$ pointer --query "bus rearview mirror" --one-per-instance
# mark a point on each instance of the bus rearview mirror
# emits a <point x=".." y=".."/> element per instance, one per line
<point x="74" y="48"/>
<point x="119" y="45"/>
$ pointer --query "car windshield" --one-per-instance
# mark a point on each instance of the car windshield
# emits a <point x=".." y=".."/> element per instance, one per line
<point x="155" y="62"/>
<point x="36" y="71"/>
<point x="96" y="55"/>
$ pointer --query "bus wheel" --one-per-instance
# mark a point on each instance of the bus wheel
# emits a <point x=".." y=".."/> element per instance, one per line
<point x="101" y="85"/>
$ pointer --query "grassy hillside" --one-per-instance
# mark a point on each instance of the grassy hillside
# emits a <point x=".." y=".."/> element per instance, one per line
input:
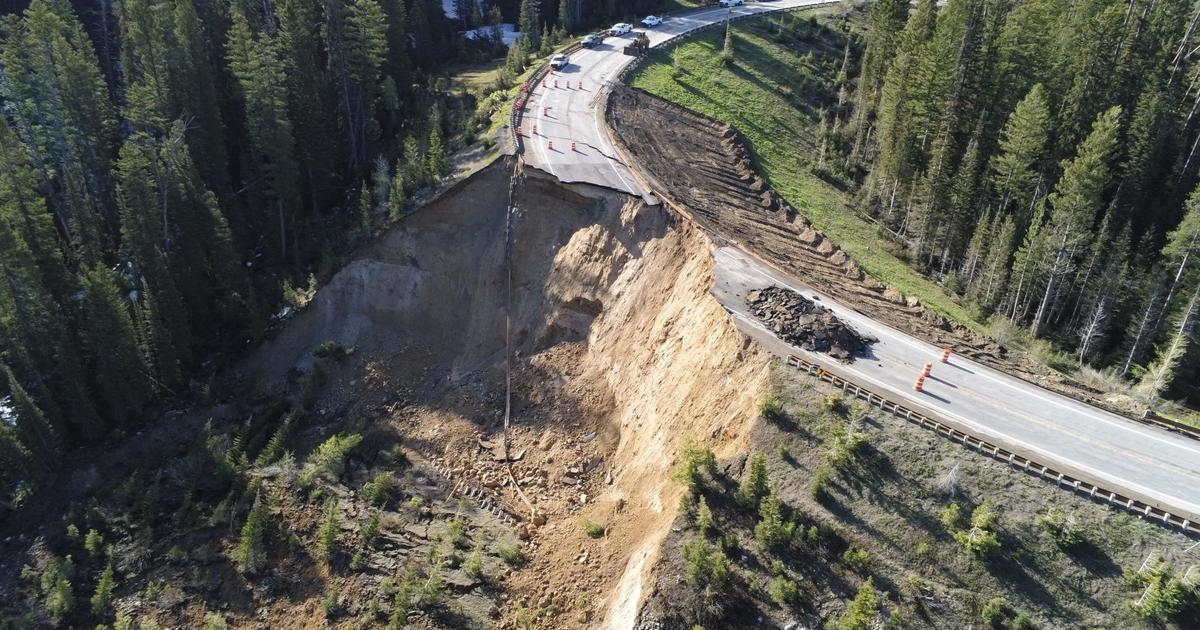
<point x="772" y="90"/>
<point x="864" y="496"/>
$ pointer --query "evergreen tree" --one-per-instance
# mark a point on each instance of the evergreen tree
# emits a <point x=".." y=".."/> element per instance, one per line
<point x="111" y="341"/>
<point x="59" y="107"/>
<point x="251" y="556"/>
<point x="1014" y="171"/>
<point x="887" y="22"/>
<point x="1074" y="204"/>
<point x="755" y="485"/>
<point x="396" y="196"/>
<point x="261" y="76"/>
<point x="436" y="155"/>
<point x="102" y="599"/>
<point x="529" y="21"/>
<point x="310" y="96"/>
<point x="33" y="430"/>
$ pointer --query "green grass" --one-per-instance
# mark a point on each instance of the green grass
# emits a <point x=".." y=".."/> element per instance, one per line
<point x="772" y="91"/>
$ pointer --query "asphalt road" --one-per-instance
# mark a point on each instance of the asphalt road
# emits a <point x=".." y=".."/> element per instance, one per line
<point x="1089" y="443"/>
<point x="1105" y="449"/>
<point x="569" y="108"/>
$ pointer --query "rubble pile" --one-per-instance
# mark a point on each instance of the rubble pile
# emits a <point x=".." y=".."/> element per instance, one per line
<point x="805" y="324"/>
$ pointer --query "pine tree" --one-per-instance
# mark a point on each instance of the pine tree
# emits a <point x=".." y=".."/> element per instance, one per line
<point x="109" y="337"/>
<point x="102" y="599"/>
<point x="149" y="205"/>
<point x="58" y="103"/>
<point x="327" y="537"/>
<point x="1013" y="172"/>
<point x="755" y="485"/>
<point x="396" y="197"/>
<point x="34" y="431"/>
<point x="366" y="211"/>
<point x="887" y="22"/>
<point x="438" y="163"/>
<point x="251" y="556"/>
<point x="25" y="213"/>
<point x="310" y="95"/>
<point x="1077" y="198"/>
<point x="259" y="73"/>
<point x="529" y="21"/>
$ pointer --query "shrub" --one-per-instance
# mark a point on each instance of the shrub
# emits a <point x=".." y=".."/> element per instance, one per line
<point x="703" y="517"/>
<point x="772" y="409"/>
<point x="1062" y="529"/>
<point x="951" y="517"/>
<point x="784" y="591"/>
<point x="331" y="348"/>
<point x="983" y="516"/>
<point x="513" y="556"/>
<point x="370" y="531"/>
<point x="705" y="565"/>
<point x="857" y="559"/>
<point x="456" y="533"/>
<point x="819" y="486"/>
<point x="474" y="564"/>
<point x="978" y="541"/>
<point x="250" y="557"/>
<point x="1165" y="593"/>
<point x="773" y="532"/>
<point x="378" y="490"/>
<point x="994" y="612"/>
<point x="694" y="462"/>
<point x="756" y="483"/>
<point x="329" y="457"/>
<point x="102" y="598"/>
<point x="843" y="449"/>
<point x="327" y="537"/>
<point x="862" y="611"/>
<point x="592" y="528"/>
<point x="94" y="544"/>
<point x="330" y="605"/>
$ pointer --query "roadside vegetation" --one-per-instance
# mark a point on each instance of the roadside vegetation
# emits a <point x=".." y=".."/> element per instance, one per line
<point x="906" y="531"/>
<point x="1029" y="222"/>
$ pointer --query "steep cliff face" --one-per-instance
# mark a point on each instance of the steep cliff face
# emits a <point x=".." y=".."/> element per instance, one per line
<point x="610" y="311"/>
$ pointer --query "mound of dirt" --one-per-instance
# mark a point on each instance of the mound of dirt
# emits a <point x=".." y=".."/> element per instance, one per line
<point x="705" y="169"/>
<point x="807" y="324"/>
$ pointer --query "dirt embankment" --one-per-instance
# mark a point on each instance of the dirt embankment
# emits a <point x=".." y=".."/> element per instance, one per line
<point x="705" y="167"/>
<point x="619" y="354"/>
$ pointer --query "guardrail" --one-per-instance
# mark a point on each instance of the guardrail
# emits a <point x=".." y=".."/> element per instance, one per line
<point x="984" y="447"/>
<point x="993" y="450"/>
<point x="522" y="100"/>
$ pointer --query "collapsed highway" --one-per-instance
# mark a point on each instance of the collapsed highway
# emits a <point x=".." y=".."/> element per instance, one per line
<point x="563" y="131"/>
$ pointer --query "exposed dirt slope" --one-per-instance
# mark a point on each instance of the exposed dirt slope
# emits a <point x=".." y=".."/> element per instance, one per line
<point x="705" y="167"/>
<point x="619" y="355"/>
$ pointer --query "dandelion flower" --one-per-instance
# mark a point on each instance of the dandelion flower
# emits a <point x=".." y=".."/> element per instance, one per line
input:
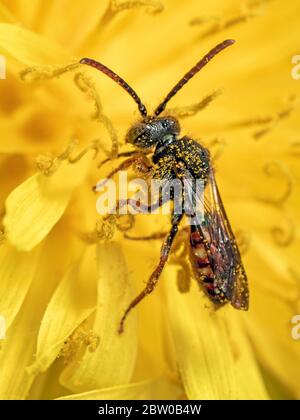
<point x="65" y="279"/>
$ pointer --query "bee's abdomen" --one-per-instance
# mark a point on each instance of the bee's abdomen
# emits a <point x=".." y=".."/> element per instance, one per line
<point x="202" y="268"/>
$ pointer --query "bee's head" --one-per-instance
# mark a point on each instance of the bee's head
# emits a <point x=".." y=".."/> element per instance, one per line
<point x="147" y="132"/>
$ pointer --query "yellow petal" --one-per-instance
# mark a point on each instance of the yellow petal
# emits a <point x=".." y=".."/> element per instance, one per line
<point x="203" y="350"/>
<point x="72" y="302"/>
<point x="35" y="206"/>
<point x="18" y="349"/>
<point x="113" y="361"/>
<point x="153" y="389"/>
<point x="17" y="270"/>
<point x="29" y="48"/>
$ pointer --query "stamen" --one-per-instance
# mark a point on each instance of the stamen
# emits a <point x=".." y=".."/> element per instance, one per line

....

*DIRECTIONS FOR THIS TASK*
For the entries, state the number of lines that include the string "dandelion". Add no other words.

*ANSWER TO THE EXERCISE*
2